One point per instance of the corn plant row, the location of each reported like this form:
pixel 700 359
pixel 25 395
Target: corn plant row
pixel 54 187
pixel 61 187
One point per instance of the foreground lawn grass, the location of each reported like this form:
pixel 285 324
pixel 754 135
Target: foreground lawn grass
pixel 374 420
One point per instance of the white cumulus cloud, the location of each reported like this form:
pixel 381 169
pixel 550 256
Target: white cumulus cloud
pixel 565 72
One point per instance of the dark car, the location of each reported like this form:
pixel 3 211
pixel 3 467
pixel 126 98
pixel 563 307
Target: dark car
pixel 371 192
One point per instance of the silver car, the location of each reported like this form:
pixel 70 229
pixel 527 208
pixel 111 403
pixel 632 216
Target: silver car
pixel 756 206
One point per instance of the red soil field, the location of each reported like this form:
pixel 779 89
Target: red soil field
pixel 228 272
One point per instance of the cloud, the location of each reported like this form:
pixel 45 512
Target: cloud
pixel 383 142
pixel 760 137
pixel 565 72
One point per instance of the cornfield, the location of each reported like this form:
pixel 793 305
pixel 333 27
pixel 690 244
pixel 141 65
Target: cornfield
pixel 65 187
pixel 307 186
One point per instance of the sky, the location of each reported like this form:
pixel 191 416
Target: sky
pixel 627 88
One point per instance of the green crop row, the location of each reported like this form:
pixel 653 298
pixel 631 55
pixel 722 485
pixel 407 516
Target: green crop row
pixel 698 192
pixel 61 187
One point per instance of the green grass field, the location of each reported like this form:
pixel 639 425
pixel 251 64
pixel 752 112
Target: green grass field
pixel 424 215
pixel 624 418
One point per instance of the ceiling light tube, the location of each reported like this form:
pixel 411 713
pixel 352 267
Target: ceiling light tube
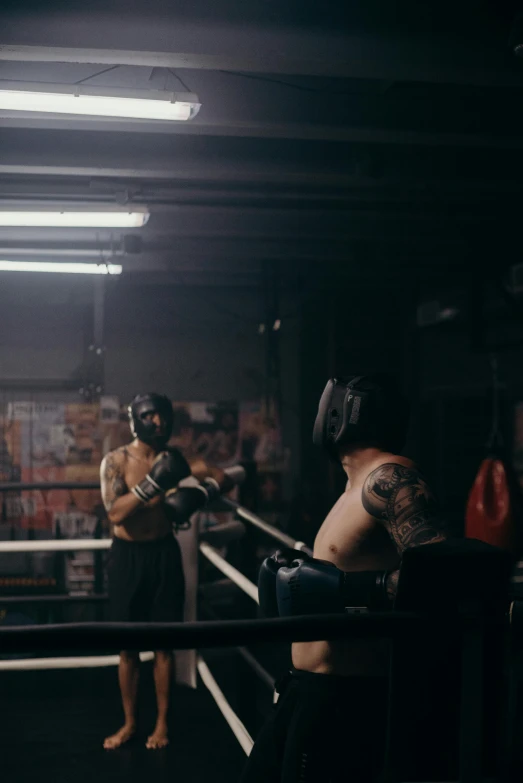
pixel 73 219
pixel 60 268
pixel 99 102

· · · · ·

#### What you will do
Rewrite all of the material above, replacing "reported" with "written" everywhere and keeping everything else unchanged. Leave out the pictures.

#### Written reply
One point per instance of the corn plant row, the location of each written like this form:
pixel 700 359
pixel 25 395
Target: corn plant row
pixel 54 187
pixel 61 187
One point per instance of the foreground lawn grass, the location of each written like this form:
pixel 285 324
pixel 754 135
Target: foreground lawn grass
pixel 374 420
One point per instance of the white cumulus cloud, the location of each written like this form:
pixel 381 169
pixel 550 256
Target: white cumulus cloud
pixel 565 72
One point per instance of the dark car, the location of each written like this form:
pixel 3 211
pixel 3 467
pixel 126 98
pixel 563 307
Target: dark car
pixel 371 192
One point per instance of the silver car, the location of each written like this form:
pixel 70 229
pixel 527 208
pixel 111 403
pixel 632 216
Target: silver car
pixel 756 206
One point per instance of the red soil field, the location of each written like this form:
pixel 779 89
Target: red soil field
pixel 228 272
One point per instance of the cloud, the location of each written like this form:
pixel 45 512
Target: cloud
pixel 383 142
pixel 760 137
pixel 565 72
One point per instance of the cornfield, the location of each written like this form:
pixel 793 305
pixel 333 27
pixel 690 244
pixel 141 65
Target: cornfield
pixel 65 187
pixel 307 186
One point per instance of the sky, the location of each written like this form:
pixel 191 416
Target: sky
pixel 627 88
One point per instance of the green crop row, the location of each written like this form:
pixel 653 298
pixel 631 55
pixel 722 485
pixel 407 516
Target: green crop row
pixel 698 192
pixel 61 187
One point per instance of the green grass field, the location of each written like this form:
pixel 639 425
pixel 251 64
pixel 752 112
Target: green grass field
pixel 424 215
pixel 624 418
One point per instance of the ceiling light tube, the location of each written like this form:
pixel 411 713
pixel 352 267
Target: ceiling light tube
pixel 73 219
pixel 60 268
pixel 99 102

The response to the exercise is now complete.